→ **Extract**:
Let $\vec { A }$ = $a \dot { i } + b \hat { j } + c \hat { k }$
My question is "is $\frac { 1 } { \vec { A } }$ is a vector or not and if yes then what is it's components?"

2. Nov 23, 2018

### A.T.

Isn't this a math question, rather than physics? You can define the operator to mean whatever you want.

3. Nov 23, 2018

### hilbert2

The $\frac{1}{\hat{A}}$ doesn't mean anything if only addition and scalar multiplication of vectors is defined. You also need a multiplication between vectors, making it an algebra instead of a simple vector space. For instance, real numbers are 1-dimensional vectors, but there is also a multiplication operation which makes it possible to find an inverse $\frac{1}{a}$ for any nonzero real number $a$.

For $N\times N$ matrices there is both an addition and multiplication operation, but there exist more than one matrix that is not invertible, making the situation more difficult than with real numbers where only $0$ was uninvertible.

4. Nov 23, 2018

### Delta2

I think one reason that mathematicians haven't yet defined the inverse of a vector, say, $\vec{v}\in \mathbb{R}^3$ , is that it isn't of any use in physics or engineering, or other applied sciences. If you are faced with a problem in physics or engineering and you thinking about taking the inverse of a vector then this usually implies that you are thinking in a wrong way about problem, and you need to change your way of thinking in order to arrive at a successful solution.

We could view the cross product as a multiplication between vectors, however it needs to be modified in order to be able to find a unique identity element $\vec{e}$, and with it to define the inverse of a vector such that $\vec{v} \times \vec{v^{-1}}=\vec{v^{-1}}\times \vec{v}=\vec{e}$. But cross product is fine and has wide applications the way it is, I doubt that its modification would be about as wide and useful.

5. Nov 23, 2018

### Staff: Mentor

To define a mutliplicative inverse, you need to investigate the multiplicative structure. Objects which have vectors as elements are:
• vector space: no multiplication at all
• ring: in general no neutral element $1$ and if so, only a few units
• algebra: same as ring, often not even commutative, e.g. Lie algebras
• division ring: e.g. the quaternions, where we have two inverses - left and right, so the notation $1/\vec{A}$ is still undefined
• field: e.g. $\mathbb{C}$ as $\mathbb{R}-$algebra, where we have $1/\vec{A} = (a - b \cdot i)/(a^2+b^2)$
That means, that up to very few exceptions for which we do have the concept of dividing vectors, the question does not occur in this generality.

→ **Required work**:
• 1. Reproduce the passage of the thread on dividing by a vector, starting with "5. Nov 23, 2018" and going on through "in this generality.".
• 2. In the thread on dividing by a vector, what example of a division ring is given?

→ **Excerpts from a dataset**:
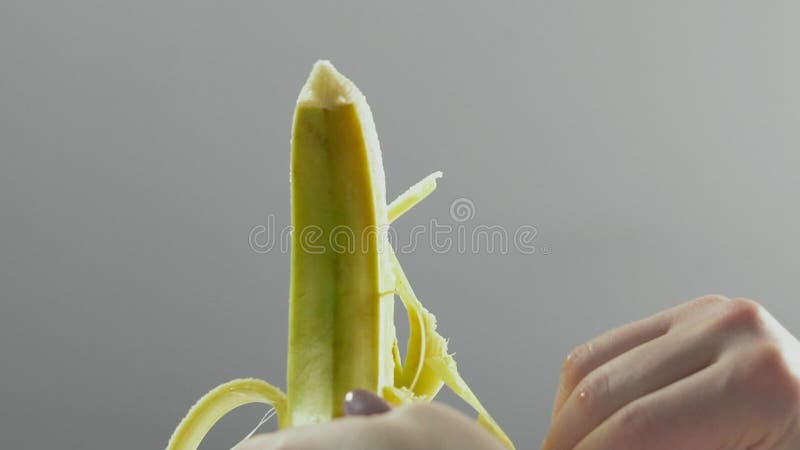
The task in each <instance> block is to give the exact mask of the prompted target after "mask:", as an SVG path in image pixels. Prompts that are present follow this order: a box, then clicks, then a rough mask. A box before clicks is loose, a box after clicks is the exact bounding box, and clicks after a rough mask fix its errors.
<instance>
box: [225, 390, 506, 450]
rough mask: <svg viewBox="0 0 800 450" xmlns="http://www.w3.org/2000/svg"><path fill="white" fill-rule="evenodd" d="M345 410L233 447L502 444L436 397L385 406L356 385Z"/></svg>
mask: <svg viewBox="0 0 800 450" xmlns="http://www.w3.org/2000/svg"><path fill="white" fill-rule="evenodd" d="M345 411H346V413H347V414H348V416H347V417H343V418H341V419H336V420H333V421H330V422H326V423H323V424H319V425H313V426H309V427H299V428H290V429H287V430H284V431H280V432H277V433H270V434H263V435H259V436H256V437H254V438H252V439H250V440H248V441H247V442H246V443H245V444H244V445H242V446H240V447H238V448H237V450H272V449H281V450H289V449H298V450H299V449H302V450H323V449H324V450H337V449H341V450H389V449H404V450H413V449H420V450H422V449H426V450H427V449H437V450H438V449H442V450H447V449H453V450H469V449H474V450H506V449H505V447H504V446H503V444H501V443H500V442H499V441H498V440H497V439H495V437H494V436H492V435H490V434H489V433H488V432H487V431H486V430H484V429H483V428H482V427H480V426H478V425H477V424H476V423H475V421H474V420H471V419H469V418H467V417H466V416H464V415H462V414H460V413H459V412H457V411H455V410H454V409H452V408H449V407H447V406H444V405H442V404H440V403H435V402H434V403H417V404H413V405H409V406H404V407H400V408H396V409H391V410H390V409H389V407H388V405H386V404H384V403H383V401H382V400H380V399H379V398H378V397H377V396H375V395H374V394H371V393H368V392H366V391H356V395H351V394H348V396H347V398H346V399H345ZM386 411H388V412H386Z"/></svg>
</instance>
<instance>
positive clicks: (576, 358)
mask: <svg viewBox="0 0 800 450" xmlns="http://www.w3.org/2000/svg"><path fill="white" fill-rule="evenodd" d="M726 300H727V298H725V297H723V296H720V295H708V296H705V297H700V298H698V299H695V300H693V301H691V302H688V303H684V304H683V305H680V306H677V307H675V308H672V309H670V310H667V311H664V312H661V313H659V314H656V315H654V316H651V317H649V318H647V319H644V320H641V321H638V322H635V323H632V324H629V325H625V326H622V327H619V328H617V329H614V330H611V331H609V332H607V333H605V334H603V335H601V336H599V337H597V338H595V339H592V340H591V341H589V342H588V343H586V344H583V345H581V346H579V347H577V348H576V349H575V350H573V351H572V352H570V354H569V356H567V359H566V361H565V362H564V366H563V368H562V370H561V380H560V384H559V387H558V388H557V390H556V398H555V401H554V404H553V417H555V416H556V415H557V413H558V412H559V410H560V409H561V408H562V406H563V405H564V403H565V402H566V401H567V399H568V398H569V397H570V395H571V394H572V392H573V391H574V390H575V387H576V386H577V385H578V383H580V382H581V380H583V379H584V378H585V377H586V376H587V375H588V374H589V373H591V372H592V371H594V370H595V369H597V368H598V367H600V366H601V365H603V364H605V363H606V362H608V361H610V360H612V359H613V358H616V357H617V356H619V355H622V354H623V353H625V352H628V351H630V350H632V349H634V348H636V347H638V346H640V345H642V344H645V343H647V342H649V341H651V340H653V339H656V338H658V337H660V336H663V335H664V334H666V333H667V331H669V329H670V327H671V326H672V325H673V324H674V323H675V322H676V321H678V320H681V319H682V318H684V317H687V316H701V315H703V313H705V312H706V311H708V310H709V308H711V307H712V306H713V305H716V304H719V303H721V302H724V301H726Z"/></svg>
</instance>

→ **Answer set**:
• 1.
5. Nov 23, 2018

### Staff: Mentor

To define a mutliplicative inverse, you need to investigate the multiplicative structure. Objects which have vectors as elements are:
• vector space: no multiplication at all
• ring: in general no neutral element $1$ and if so, only a few units
• algebra: same as ring, often not even commutative, e.g. Lie algebras
• division ring: e.g. the quaternions, where we have two inverses - left and right, so the notation $1/\vec{A}$ is still undefined
• field: e.g. $\mathbb{C}$ as $\mathbb{R}-$algebra, where we have $1/\vec{A} = (a - b \cdot i)/(a^2+b^2)$
That means, that up to very few exceptions for which we do have the concept of dividing vectors, the question does not occur in this generality.

• 2. The quaternions.